Alıştırma verileri:
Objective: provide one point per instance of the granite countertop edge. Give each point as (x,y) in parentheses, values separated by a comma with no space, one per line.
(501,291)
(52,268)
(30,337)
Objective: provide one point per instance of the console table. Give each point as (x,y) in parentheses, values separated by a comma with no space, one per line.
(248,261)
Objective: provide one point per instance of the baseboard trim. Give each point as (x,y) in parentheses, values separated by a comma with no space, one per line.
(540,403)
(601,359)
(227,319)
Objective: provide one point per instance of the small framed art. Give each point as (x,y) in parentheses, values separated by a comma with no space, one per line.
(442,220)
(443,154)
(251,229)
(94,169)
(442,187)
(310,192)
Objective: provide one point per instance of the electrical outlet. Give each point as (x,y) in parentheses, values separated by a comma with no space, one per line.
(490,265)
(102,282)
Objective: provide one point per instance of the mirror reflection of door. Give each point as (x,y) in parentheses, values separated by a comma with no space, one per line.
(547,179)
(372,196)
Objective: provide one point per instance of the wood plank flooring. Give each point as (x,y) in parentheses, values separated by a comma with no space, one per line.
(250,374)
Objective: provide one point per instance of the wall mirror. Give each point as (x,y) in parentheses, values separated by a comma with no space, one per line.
---
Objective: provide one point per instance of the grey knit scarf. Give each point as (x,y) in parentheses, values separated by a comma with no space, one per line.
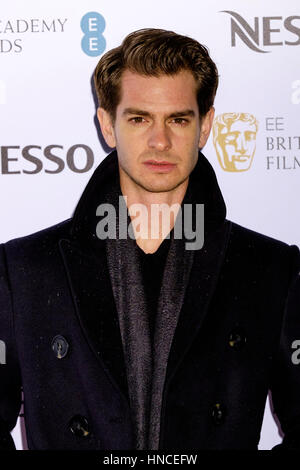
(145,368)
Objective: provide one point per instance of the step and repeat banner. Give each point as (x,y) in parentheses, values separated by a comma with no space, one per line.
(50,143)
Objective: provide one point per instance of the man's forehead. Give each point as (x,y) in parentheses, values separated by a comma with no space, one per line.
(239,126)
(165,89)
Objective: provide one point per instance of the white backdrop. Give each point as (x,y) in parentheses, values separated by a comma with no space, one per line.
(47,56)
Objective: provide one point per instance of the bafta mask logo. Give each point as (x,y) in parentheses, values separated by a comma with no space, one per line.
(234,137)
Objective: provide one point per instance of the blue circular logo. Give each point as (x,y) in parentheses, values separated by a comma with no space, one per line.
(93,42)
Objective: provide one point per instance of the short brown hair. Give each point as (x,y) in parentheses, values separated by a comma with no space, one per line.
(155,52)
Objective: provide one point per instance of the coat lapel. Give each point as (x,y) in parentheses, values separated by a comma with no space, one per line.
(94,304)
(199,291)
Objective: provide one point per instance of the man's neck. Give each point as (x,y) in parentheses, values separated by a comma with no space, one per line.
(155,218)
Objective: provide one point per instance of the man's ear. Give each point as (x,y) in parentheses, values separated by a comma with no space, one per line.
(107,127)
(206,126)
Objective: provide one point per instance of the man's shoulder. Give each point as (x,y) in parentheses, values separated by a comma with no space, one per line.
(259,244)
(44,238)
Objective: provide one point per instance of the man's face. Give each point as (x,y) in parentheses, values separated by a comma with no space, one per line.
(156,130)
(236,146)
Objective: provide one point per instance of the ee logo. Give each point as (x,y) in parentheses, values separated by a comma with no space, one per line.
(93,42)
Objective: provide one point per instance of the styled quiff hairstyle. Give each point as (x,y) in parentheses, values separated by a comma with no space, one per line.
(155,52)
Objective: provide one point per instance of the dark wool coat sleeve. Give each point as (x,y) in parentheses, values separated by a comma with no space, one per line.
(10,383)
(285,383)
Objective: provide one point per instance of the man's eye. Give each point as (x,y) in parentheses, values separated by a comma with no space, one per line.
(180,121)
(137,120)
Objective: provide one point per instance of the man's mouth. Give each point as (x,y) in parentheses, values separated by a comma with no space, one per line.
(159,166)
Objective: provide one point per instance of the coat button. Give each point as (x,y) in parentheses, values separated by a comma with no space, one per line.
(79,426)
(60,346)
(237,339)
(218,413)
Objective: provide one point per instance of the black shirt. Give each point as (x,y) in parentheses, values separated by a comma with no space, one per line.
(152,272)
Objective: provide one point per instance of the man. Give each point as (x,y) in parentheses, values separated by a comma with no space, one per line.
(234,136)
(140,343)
==
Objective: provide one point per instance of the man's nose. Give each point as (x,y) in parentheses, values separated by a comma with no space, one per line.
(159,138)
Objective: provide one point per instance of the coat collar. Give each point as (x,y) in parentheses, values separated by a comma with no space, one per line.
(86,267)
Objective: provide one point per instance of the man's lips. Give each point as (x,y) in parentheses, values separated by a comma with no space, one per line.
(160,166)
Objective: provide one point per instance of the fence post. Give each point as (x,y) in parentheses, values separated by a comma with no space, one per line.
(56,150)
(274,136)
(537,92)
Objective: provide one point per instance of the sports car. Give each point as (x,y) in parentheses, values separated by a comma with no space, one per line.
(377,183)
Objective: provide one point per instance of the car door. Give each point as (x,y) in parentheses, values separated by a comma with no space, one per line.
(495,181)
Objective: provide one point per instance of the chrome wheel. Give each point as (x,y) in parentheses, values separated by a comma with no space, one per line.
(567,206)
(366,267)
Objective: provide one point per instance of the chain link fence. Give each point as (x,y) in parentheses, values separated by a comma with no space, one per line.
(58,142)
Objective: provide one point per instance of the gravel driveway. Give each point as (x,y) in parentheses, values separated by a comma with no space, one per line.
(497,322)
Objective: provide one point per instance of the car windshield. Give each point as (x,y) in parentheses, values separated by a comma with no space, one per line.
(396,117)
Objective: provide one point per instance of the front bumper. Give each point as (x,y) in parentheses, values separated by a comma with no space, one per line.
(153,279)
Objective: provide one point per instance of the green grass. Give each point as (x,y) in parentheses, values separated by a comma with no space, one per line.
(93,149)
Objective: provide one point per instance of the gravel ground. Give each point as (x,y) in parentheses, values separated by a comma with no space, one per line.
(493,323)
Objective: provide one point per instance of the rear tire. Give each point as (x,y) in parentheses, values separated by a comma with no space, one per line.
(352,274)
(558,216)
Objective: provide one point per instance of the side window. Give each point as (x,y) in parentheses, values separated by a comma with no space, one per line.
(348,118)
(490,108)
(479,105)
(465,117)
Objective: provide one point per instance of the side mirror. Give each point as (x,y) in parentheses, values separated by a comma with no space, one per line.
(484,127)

Görev koşulları:
Yukarıdaki verilerde "blue" kelimesini içeren satırların hepsini listeleyin. Büyük-küçük harf ayrımı gözetilsin.

Eksiksiz cevap:
Objective: provide one point per instance of the blue circular logo. Give each point as (x,y) in parentheses, values separated by a comma with no space, one per line.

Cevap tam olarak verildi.